## Provided information

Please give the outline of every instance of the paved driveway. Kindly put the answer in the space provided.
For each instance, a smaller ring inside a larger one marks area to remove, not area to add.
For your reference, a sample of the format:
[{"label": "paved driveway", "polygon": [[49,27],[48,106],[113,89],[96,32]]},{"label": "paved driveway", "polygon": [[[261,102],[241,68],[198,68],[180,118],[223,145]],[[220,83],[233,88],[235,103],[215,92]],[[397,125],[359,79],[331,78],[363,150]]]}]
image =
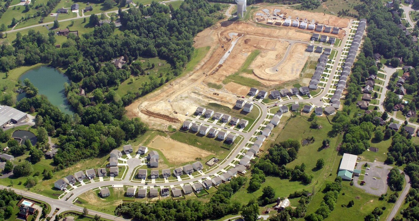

## What the exercise asks
Output every line from the beginning of the data up to and including the line containing "For your reference, a" as a JSON list of strings, one string per line, leaving out any blank lines.

## Complete response
[
  "Please give the outline of every instance of the paved driveway. Kindly put the answer in the space provided.",
  "For each instance, a smaller ring inside a larger one marks area to remove, not area to add.",
  "For your reference, a sample of the format:"
]